TEXTO DADO:
Presidentes

Anabela Fino

À beira de terminar dez anos de mandato como Presidente da República, Cavaco Silva invocou o superior interesse das crianças para vetar a adopção por casais do mesmo sexo. A decisão, eivada de preconceitos, suscitou o aplauso de PSD e CDS, que vêem no inquilino de Belém o suporte necessário para prosseguir o retrocesso social que impuseram ao País durante quatro anos. Compreende-se.

Quando milhares de trabalhadores foram despedidos e os respectivos filhos ficaram sem sustento, onde estava Cavaco Silva?

Quando a política dita de austeridade levada a cabo pelo anterior governo cortou abonos de família, afectando milhares de crianças, onde estava Cavaco Silva?

Quando o governo PSD/CDS cortou o rendimento social de inserção e outras prestações sociais, deixando milhares de crianças ao abandono, onde estava Cavaco Silva?

Quando, em 2013, os riscos de pobreza para os menores de 18 anos atingiram 25,6 por cento da população, onde estava Cavaco Silva?

DETALHES DO EXERCÍCIO:
Responda, por favor, a estas perguntas sobre o texto dado:
1. Quantos anos de mandato como Presidente da República estava Cavaco Silva prestes a terminar?
2. O que vetou Cavaco Silva e que interesse invocou para isso?
3. Que prestações cortou o governo PSD/CDS, segundo o texto dado?

Excertos de um conjunto de dados
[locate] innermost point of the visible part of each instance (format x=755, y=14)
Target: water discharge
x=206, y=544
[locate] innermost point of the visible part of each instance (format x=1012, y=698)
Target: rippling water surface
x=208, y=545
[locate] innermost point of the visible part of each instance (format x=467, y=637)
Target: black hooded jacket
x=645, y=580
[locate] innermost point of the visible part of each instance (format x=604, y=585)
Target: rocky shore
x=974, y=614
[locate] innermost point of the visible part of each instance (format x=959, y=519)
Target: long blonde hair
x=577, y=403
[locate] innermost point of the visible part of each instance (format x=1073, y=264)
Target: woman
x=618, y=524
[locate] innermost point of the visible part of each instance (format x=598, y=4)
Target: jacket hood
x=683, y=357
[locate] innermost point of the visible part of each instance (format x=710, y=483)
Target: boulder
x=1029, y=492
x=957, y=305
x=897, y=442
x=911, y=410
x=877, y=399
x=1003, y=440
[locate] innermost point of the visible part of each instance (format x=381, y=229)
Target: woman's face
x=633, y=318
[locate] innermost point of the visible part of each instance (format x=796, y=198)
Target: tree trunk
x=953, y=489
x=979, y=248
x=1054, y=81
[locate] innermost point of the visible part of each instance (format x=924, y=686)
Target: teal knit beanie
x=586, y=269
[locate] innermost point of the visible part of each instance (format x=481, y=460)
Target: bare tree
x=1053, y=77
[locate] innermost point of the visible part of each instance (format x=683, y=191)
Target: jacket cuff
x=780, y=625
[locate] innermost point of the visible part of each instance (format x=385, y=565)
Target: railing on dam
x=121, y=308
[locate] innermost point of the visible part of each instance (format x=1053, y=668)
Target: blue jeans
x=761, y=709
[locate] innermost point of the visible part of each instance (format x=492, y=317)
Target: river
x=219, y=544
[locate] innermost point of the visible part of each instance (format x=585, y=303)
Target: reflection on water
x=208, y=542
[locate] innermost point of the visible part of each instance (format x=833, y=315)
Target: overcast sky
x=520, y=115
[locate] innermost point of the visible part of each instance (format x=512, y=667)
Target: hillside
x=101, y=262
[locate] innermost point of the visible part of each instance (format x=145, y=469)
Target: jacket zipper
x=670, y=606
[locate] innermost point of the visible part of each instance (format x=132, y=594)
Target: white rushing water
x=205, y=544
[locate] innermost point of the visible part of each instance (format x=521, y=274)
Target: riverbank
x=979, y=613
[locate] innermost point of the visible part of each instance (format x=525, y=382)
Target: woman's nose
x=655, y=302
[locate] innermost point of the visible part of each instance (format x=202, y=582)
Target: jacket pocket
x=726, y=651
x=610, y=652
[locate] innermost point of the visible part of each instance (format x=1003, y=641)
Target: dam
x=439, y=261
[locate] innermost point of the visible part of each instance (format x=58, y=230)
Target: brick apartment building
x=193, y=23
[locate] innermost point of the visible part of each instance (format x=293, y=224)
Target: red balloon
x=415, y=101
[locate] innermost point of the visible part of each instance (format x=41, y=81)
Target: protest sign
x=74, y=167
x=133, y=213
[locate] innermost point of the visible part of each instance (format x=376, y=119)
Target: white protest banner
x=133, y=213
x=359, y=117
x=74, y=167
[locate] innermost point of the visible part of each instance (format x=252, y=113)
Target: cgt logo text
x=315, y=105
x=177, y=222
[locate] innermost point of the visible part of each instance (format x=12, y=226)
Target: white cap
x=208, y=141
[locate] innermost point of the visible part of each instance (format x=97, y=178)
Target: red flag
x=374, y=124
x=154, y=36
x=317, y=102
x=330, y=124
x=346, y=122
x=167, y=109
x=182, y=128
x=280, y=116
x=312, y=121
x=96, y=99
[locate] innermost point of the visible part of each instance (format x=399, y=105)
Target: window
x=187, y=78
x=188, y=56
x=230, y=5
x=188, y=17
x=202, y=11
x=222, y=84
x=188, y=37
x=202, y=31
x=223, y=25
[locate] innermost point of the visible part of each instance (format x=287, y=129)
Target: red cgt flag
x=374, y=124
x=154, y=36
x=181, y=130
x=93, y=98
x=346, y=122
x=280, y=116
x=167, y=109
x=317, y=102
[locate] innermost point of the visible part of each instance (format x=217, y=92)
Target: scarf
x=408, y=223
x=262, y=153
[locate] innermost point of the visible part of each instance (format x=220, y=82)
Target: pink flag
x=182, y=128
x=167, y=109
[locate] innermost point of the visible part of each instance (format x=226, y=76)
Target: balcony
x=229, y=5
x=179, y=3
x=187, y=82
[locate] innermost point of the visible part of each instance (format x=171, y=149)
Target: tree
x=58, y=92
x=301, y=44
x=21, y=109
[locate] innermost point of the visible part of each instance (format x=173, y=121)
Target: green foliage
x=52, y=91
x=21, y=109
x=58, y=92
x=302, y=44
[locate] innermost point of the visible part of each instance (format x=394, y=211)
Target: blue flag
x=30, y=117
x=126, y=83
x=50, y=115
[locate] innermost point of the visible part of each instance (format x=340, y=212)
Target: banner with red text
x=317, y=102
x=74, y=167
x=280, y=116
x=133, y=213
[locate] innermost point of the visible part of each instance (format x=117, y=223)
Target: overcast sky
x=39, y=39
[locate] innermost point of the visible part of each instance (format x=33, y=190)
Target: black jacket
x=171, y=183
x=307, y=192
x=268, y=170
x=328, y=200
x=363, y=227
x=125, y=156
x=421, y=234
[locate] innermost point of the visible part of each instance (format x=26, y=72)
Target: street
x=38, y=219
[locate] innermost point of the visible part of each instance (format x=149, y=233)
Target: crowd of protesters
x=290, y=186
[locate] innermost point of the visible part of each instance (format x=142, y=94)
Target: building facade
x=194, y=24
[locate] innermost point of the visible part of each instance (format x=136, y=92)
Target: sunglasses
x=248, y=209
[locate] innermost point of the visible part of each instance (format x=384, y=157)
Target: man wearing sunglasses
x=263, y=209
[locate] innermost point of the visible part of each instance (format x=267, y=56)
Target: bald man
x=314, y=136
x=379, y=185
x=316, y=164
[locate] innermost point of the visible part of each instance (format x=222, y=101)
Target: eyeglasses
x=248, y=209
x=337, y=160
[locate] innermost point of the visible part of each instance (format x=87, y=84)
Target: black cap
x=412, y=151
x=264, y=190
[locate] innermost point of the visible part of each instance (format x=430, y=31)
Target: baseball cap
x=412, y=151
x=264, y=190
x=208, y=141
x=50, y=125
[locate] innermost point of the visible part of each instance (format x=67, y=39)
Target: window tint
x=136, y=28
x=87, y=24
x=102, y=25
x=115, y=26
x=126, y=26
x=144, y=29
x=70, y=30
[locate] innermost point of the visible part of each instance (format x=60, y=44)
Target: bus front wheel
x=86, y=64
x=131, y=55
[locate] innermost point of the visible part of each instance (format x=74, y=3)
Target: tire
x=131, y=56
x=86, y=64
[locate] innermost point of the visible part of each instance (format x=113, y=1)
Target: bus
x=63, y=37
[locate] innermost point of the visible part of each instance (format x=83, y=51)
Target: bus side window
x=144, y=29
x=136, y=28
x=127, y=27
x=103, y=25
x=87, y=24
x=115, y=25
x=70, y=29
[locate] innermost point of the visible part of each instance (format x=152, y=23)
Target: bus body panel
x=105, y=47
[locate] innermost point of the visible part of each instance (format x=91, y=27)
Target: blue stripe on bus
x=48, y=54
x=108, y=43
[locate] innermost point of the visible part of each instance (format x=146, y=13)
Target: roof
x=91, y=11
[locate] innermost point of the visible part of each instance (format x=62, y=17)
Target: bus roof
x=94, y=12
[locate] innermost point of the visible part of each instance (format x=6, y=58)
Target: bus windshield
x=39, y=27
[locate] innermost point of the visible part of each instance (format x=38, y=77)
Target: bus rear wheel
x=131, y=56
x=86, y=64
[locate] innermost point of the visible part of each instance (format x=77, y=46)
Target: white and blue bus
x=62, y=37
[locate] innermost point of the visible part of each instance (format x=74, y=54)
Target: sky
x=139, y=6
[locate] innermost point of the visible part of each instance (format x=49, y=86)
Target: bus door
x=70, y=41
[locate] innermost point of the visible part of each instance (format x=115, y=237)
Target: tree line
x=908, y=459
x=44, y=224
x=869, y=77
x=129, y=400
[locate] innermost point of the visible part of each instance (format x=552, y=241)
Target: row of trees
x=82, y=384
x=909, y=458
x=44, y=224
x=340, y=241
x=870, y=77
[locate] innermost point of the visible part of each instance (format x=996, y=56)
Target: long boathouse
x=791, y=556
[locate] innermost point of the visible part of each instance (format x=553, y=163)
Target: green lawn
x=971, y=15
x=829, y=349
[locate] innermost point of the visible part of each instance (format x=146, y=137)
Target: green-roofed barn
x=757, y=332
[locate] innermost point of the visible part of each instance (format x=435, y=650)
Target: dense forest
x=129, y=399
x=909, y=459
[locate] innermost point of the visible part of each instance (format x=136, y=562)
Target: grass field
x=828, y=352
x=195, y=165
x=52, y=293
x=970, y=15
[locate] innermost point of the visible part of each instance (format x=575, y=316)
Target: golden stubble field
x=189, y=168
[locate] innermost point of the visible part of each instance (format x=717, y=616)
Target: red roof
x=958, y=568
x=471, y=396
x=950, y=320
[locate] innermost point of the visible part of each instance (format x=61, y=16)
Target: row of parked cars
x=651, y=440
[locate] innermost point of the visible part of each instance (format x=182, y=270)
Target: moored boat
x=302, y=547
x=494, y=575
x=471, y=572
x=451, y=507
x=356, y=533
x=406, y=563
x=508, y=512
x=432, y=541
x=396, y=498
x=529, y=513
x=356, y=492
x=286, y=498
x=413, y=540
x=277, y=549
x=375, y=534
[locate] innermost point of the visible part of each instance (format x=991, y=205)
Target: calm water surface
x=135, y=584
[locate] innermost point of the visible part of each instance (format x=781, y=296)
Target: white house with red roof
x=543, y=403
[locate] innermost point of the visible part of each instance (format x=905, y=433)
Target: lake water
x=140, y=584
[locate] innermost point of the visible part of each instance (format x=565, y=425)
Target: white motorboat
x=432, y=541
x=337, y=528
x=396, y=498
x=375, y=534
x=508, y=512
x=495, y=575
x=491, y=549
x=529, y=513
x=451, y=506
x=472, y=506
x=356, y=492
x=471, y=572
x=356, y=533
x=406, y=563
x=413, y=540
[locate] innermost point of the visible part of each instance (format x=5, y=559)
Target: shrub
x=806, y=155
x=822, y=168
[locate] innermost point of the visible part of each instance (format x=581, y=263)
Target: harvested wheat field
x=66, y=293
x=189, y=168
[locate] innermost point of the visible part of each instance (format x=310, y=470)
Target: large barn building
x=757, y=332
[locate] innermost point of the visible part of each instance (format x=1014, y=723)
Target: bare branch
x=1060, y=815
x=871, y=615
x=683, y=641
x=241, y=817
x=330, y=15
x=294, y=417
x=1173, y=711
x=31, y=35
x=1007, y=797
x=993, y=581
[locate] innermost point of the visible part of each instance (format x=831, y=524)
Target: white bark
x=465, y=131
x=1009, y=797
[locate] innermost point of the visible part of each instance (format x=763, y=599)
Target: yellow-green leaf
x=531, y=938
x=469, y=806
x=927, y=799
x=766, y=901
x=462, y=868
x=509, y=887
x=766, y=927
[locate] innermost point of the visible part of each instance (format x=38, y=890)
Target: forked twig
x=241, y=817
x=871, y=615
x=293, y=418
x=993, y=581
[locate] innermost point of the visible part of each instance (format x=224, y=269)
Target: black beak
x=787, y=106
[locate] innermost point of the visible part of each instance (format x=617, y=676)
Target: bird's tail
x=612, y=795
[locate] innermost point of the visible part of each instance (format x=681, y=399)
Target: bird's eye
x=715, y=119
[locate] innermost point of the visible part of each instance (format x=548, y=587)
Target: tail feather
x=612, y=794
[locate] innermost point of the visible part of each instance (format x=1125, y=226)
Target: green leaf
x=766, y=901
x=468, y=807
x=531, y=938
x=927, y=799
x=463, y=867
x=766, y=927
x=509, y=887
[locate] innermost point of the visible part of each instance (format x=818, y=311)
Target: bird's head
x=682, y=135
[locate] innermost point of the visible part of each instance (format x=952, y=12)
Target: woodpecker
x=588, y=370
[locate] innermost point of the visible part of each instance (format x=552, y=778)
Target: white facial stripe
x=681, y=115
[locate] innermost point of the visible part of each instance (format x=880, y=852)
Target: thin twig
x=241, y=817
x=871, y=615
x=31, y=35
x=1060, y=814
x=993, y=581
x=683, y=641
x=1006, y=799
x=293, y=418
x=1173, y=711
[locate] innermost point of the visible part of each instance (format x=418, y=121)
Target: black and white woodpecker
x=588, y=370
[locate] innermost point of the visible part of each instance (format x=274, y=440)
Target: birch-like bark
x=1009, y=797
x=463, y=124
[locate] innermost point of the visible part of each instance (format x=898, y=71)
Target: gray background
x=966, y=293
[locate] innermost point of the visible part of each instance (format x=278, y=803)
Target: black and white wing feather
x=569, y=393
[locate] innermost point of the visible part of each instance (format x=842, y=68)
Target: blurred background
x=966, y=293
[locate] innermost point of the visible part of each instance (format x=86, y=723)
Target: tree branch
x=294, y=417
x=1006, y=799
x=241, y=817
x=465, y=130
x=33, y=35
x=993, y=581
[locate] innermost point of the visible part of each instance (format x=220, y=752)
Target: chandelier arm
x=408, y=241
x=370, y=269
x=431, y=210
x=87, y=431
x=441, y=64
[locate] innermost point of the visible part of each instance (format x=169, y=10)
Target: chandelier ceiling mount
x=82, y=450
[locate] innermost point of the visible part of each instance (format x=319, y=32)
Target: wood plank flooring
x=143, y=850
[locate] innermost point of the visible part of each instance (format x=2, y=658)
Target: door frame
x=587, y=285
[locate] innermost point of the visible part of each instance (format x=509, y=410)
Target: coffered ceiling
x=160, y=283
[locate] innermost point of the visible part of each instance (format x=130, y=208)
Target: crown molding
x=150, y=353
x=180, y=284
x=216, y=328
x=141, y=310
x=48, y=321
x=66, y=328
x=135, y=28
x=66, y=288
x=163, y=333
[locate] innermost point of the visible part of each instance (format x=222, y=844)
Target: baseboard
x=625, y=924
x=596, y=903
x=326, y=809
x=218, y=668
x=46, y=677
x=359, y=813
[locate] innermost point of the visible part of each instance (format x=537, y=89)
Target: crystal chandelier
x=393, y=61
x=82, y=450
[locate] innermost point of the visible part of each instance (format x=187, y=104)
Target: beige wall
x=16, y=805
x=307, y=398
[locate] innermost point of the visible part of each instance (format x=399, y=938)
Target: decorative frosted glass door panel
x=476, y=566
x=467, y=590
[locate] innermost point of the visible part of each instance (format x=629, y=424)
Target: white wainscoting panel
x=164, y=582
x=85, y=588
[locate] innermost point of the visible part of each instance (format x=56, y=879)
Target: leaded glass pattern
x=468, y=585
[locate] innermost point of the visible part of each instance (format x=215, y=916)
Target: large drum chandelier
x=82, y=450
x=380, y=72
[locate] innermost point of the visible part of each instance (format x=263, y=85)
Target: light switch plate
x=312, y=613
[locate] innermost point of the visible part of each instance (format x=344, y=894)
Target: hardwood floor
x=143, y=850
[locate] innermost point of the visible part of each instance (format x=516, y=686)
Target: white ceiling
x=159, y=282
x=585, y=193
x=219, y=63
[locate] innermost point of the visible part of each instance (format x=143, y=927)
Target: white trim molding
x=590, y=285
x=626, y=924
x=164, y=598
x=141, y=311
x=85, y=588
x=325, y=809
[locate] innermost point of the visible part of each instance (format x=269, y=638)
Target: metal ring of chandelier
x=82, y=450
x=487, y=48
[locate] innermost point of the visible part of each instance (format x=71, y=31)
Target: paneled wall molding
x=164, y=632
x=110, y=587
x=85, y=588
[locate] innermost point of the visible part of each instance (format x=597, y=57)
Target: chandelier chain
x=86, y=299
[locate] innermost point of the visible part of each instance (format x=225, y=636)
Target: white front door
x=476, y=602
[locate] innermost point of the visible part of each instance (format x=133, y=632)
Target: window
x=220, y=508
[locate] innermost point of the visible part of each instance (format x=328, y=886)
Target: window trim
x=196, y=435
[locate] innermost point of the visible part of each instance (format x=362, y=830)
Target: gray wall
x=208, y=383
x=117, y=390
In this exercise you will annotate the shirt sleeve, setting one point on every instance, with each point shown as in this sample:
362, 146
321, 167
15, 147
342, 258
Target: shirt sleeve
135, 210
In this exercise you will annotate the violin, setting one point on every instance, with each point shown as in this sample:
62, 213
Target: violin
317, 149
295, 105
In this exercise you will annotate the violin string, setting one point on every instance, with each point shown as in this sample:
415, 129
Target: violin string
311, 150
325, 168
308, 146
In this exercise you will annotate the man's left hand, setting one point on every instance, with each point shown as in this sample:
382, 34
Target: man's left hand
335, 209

RESPOSTA:
1. Dez anos.
2. Vetou a adopção por casais do mesmo sexo, invocando o superior interesse das crianças.
3. O rendimento social de inserção e outras prestações sociais.